» WORK INSTRUCTIONS
The data below is to be set down again exactly as written.

◇ ◇ ◇ ◇

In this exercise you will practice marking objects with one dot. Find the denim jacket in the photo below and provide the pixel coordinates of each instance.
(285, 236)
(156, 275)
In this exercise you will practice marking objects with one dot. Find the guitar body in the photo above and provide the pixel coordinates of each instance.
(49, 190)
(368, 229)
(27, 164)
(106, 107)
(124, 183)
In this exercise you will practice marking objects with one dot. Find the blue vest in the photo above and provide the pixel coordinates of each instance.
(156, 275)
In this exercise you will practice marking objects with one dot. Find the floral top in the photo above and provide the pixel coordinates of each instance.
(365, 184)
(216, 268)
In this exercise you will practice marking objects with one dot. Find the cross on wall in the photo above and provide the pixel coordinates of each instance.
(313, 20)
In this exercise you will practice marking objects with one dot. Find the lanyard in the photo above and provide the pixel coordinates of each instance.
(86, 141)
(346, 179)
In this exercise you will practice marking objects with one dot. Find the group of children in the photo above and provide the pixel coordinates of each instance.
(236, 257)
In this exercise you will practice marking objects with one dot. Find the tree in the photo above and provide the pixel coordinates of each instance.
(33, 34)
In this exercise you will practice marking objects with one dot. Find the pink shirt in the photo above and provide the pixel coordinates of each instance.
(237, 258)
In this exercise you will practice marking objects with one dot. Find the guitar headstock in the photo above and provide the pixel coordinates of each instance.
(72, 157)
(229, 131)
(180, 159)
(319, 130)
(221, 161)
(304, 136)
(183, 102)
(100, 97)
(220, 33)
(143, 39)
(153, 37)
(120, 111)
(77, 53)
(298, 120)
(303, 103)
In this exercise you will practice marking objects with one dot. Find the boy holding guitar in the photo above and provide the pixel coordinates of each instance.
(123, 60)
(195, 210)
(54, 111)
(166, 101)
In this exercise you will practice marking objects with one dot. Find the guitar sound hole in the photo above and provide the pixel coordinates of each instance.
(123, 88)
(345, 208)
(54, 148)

◇ ◇ ◇ ◇

» ANSWER SPACE
In this exercise you will practice marking objects with one dot. Find the denim jacket in the photo below and provide the pixel coordinates of each instance.
(285, 236)
(156, 275)
In this exercise you will practice marking objects with one dot. Find the guitar body in the photo above and provide the pixel coordinates of each instance.
(49, 190)
(368, 229)
(27, 164)
(106, 107)
(124, 183)
In this exercise you will practice marking objects with one dot. Find the blue vest in the photo above and provide the pixel coordinates of each instance.
(156, 275)
In this exercise you will practice marking objects with one dot. Find the floral top in the photo above and provide the pixel coordinates of each instance.
(365, 184)
(216, 268)
In this exercise you will practice marking objects with one dot. Find the cross on wall in the photo above and provide the pixel coordinates of each instance.
(313, 20)
In this exercise you will practice marking objects with one dot. Find the lanyard in the photo above and provide the pixel coordinates of each instance.
(86, 141)
(346, 179)
In this exercise you will practice marking objects with one dot. Find the group of children in the photo above and provide the pixel coordinates of each instance.
(236, 257)
In this exercise you will practice marking objects with one dot. Find the tree in the photo above and provide the pixel coordinates of each instance.
(33, 34)
In this exercise you will practice marking objects with one dot. Find the pink shirt in the photo above and provide the pixel coordinates of each instance.
(237, 258)
In this exercise you will practice marking objects with one dot. Find the guitar headstock in the photo above and provide the pixel coordinates of each instance.
(72, 157)
(229, 131)
(180, 159)
(319, 130)
(221, 161)
(304, 136)
(183, 102)
(100, 97)
(220, 33)
(143, 39)
(153, 37)
(120, 111)
(77, 53)
(298, 120)
(303, 103)
In this exercise you will practice marking objects with one dot. Find the boy holding guitar in the photo above and provide the pixel coordinates of each instance.
(123, 60)
(195, 210)
(54, 111)
(166, 101)
In this exercise you will practice marking objects with one dot. Find the guitar sound hole in the photo above and provide the pixel coordinates of each instance.
(123, 88)
(345, 208)
(54, 148)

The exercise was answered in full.